▶ _Text extract_:
============
Equipment-makers weigh in on challenges, opportunities
July 11, 2006
Interviews with several tube-bending equipment-makers reveal that tube bending is becoming more complex every day, for a number of reasons. Manufacturers try to decrease material usage and go to stronger, difficult-to-bend materials with thinner walls; many manufactured items are smaller than ever before; and bends have to be smoother, especially in exhaust systems. Meanwhile, fabricators are split into two camps: High-volume OEM that are increasingly dependent on advanced controls and flexible workcells, and job shops that still get by on less sophisticated, manually operated equipment.
============
▶ _Dataset rows_:
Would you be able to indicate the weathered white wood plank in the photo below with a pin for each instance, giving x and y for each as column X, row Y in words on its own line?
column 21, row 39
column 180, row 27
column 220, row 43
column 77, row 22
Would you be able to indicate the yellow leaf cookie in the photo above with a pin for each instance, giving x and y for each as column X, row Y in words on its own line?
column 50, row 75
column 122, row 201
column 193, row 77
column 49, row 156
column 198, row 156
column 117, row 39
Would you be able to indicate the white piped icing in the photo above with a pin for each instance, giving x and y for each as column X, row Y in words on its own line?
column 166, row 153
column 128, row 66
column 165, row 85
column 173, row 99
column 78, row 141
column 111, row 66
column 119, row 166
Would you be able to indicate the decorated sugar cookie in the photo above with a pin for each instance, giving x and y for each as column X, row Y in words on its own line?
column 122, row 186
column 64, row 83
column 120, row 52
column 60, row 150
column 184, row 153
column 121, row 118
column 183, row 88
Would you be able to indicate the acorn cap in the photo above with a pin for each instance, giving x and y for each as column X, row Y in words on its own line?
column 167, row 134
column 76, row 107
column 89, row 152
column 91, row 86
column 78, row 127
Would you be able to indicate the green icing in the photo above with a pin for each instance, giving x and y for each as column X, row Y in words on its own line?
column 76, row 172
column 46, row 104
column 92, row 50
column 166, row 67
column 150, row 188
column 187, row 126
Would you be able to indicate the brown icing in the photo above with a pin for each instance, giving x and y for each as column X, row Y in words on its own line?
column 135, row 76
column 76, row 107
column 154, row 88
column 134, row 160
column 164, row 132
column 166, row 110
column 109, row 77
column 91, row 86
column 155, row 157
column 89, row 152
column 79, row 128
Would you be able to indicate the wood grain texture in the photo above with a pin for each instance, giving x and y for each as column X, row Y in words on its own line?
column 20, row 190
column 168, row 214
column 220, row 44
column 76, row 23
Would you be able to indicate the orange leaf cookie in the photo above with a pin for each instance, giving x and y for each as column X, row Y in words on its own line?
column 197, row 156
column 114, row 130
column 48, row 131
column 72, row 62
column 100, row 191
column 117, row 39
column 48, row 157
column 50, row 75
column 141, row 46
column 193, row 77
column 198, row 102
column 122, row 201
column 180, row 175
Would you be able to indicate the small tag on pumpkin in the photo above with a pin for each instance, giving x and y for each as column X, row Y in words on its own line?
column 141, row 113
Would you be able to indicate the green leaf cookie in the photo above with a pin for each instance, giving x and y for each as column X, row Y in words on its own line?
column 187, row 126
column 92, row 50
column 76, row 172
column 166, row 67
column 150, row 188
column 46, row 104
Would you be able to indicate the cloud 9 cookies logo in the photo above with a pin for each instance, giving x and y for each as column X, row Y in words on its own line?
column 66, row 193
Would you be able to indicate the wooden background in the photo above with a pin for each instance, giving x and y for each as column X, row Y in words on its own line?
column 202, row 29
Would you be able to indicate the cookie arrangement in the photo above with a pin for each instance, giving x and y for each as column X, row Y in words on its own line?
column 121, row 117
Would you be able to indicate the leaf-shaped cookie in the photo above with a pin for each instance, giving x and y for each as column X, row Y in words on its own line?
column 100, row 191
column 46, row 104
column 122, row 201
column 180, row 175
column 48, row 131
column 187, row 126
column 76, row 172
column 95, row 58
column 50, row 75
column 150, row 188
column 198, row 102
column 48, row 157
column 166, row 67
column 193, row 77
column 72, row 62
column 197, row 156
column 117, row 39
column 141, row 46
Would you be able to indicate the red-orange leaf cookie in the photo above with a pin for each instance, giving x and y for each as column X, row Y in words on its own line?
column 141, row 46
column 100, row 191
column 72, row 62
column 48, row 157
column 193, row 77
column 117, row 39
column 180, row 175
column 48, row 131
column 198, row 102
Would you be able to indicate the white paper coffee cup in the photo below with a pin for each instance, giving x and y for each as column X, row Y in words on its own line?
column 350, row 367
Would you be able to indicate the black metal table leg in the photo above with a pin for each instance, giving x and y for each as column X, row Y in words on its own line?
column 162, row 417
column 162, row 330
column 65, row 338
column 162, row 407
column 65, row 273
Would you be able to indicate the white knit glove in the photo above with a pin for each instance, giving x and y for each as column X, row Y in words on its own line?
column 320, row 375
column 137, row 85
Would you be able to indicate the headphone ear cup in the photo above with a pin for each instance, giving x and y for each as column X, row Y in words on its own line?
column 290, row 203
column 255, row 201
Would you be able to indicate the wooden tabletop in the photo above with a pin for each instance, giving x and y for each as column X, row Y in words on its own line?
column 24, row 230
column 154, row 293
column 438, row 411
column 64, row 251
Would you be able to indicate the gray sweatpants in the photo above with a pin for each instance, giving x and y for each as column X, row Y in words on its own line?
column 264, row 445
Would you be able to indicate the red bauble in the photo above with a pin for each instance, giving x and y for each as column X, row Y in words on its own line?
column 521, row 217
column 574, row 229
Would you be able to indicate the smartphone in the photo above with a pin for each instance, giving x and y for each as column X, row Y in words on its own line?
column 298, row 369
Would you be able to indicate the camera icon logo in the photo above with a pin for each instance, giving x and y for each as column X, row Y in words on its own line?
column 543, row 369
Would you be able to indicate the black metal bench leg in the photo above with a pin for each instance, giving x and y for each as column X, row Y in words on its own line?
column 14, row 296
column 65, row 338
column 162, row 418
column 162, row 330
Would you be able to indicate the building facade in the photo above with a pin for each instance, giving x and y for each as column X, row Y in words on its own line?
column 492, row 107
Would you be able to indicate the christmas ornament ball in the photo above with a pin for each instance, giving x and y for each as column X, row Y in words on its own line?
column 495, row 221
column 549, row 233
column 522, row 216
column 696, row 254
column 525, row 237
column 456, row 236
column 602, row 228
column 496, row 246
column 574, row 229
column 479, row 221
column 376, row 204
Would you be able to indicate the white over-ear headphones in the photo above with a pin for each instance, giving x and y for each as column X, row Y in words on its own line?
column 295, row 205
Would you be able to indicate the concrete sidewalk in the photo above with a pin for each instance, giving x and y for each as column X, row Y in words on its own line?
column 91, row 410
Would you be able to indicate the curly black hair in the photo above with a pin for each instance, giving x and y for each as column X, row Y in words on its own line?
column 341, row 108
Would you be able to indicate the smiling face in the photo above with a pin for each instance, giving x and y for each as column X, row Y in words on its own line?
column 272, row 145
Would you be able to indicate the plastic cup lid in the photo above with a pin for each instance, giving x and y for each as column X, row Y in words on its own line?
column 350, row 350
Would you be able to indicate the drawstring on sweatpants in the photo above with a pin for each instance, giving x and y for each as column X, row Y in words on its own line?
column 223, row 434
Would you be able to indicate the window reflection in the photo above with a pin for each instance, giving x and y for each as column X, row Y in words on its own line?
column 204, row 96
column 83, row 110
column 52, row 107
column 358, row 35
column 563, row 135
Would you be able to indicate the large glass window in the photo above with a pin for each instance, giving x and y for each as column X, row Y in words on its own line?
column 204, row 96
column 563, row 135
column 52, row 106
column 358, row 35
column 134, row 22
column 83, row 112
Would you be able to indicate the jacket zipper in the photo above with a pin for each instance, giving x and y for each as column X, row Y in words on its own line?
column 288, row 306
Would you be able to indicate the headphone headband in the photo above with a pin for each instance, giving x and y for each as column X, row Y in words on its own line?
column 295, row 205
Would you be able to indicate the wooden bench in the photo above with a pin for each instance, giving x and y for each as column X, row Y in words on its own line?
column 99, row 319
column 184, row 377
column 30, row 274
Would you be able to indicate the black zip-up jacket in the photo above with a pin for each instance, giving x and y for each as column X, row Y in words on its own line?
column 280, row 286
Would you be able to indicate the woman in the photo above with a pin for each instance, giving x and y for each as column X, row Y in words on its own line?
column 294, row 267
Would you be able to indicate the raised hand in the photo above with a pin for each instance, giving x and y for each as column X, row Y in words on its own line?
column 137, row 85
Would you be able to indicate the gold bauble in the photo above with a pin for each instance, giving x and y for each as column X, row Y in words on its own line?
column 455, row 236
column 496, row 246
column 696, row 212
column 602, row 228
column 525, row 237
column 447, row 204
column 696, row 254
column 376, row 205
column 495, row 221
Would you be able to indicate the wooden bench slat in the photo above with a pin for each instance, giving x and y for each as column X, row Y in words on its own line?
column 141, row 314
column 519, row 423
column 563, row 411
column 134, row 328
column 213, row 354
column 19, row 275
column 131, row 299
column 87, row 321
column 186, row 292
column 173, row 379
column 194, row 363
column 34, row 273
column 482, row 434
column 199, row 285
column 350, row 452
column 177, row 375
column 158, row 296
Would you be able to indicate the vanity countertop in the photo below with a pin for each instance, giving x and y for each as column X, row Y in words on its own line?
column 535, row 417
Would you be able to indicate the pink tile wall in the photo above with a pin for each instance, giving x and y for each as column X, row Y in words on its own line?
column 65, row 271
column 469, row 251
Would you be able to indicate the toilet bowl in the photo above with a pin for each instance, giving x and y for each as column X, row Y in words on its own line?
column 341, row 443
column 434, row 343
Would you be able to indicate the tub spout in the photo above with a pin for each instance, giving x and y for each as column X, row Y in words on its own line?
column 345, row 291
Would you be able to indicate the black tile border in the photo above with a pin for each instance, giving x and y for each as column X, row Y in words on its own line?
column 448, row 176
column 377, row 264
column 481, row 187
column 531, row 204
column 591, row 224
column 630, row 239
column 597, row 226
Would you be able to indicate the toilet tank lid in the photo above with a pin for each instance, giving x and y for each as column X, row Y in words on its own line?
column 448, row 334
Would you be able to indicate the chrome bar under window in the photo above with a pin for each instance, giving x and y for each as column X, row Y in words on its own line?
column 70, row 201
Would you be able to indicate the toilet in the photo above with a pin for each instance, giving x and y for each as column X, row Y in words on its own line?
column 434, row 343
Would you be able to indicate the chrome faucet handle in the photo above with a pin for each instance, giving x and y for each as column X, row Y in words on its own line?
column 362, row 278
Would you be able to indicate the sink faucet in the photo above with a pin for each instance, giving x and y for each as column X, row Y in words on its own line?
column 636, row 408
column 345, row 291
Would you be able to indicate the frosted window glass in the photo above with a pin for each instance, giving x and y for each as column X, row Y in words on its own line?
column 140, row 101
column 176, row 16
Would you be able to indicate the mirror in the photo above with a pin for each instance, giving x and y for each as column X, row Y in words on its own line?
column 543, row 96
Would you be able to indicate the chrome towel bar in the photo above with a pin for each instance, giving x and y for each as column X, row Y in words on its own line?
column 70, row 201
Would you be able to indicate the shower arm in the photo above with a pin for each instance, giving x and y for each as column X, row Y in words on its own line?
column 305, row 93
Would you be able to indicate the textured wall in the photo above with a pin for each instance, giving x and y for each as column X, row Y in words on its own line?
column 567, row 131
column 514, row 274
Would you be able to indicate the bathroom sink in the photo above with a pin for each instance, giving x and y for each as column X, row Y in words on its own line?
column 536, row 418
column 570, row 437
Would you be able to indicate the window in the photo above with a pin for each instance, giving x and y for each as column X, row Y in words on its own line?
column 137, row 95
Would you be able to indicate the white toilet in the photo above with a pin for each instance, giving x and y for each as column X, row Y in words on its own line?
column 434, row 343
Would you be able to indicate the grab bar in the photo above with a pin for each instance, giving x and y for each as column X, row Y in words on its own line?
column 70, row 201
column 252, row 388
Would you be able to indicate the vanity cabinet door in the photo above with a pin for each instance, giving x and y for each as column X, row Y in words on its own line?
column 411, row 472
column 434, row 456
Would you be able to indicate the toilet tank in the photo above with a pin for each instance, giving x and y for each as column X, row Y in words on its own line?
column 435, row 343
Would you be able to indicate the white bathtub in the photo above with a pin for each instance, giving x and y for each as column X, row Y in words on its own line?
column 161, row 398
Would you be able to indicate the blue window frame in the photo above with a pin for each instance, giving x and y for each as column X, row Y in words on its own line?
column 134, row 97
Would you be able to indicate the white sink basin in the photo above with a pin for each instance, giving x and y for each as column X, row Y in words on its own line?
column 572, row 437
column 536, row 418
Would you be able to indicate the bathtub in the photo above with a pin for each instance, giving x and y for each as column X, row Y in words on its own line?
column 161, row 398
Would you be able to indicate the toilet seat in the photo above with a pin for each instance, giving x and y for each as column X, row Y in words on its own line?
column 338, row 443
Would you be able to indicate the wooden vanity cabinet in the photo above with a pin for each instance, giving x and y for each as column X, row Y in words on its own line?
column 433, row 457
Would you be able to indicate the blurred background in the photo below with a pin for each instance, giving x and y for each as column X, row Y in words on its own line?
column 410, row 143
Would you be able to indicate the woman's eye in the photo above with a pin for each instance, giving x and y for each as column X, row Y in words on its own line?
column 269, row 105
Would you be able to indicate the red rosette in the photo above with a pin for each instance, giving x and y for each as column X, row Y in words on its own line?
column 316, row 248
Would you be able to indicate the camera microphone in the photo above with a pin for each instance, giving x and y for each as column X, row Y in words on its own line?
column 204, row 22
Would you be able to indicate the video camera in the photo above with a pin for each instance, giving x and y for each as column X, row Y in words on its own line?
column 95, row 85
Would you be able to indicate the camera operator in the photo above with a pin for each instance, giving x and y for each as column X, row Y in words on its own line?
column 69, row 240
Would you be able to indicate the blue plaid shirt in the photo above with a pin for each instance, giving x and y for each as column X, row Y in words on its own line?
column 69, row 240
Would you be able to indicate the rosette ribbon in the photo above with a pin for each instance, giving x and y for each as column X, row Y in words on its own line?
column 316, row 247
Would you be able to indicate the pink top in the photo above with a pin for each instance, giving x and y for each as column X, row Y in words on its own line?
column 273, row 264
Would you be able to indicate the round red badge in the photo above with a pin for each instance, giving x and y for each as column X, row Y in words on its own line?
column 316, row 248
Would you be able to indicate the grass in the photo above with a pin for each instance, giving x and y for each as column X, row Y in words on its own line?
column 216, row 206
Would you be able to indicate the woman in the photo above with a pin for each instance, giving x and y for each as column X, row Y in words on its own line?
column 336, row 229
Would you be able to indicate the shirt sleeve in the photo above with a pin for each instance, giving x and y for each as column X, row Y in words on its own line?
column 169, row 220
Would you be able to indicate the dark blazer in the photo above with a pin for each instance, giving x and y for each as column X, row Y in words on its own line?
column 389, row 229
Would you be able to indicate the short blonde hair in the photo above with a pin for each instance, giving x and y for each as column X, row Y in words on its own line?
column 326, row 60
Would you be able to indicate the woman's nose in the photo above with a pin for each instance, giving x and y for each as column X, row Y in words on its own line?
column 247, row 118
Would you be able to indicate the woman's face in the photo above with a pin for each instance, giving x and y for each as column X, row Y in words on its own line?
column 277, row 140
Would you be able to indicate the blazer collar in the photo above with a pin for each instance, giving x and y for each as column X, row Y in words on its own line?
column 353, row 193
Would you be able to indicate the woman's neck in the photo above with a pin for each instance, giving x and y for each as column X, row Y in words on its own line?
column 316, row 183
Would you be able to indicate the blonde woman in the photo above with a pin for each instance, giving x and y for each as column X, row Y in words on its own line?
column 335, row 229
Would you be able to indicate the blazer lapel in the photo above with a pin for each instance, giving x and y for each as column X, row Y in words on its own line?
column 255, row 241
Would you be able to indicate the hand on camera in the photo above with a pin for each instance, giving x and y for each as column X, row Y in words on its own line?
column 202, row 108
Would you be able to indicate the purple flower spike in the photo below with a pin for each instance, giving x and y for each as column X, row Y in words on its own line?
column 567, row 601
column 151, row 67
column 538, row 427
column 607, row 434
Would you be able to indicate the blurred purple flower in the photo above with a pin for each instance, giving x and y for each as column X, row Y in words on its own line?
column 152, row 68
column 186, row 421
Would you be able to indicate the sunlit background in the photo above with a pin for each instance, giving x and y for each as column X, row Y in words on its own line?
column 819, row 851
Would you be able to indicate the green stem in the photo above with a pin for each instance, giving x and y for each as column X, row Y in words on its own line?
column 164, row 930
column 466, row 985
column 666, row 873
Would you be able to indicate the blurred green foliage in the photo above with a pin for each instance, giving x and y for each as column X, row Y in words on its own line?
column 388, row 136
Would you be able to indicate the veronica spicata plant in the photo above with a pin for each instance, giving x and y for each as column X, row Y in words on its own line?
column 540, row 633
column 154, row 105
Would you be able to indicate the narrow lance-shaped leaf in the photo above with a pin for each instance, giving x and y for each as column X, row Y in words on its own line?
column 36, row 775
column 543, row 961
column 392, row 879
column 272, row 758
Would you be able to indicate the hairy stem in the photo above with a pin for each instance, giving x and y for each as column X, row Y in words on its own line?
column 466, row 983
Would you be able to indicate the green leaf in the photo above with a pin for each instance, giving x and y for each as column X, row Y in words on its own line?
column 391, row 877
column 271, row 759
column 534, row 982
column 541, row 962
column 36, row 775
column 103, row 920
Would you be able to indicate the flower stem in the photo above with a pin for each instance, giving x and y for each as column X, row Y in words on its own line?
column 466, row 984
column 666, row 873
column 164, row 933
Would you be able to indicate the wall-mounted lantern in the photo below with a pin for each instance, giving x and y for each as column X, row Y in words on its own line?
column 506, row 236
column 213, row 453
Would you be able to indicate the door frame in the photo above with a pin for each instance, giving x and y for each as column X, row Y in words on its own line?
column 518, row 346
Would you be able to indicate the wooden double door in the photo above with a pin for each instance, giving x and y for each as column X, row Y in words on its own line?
============
▶ _Direction 1_:
Using the tube-bending article, answer each part:
(a) What date does it carry?
(b) In which kind of system does it say bends especially have to be smoother?
(c) What kind of equipment does it say job shops still get by on?
▶ _Direction 2_:
In two sentences, what does the tube-bending article say?
▶ _Direction 3_:
Can you duplicate the stretch of the tube-bending article from "Equipment-makers weigh in" through "manually operated equipment."?
Nothing in the records is needed for this work.

▶ _Full response 1_:
(a) July 11, 2006
(b) Exhaust systems
(c) Less sophisticated, manually operated equipment

▶ _Full response 2_:
Interviews with tube-bending equipment-makers reveal that tube bending grows more complex as manufacturers use less material and stronger, thinner-walled materials that are harder to bend, as items get smaller, and as bends must be smoother. Fabricators are split between high-volume OEMs that rely increasingly on advanced controls and flexible workcells, and job shops that still use less sophisticated, manually operated equipment.

▶ _Full response 3_:
Equipment-makers weigh in on challenges, opportunities
July 11, 2006
Interviews with several tube-bending equipment-makers reveal that tube bending is becoming more complex every day, for a number of reasons. Manufacturers try to decrease material usage and go to stronger, difficult-to-bend materials with thinner walls; many manufactured items are smaller than ever before; and bends have to be smoother, especially in exhaust systems. Meanwhile, fabricators are split into two camps: High-volume OEM that are increasingly dependent on advanced controls and flexible workcells, and job shops that still get by on less sophisticated, manually operated equipment.